▸ **GIVEN TEXT**:

Natural Language Interaction with Human and Computer Tutors

Johanna Moore, University of Edinburgh

23 May, 15:30
55.410 (UPF, Edifici Tànger, Campus de la Comunicació-Poblenou)

Abstract:
One-on-one tutoring with a human tutor is widely considered to be the
most effective form of instruction.  Despite considerable research
aimed at understanding what makes human tutoring so effective,
computer-based tutors still lag behind human tutors.  One major
difference between human tutors and current computer tutors is that
humans participate in unconstrained natural language dialogue with
students.  They can interpret student answers to open-ended questions
and respond to them appropriately.  In this talk, I will describe a
series of studies carried out with the BEETLE II system, which teaches
concepts in the domain of basic electricity and electronics using
natural language.  We compare human-human computer-mediated tutoring
with two computer tutoring systems based on the same materials but
differing in the type of feedback they provide to the student's
natural language explanations of domain concepts.  Our results show
that there are significant differences in interaction style between
human-human and human-computer tutoring, as well as between the two
computer tutors, and that different dialogue characteristics predict
learning gain in different conditions.

▸ **AIM**:
Reproduce word for word the stretch of the talk abstract from "Natural Language Interaction" through "de la Comunicació-Poblenou)". Work only from the talk abstract above.

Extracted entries
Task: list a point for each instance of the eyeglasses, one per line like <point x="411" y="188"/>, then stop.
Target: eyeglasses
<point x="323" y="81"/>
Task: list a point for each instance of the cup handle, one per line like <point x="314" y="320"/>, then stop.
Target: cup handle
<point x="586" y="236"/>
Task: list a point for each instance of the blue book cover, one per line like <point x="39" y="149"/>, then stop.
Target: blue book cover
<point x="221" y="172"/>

▸ **CORRECT RESULT**:
Natural Language Interaction with Human and Computer Tutors

Johanna Moore, University of Edinburgh

23 May, 15:30
55.410 (UPF, Edifici Tànger, Campus de la Comunicació-Poblenou)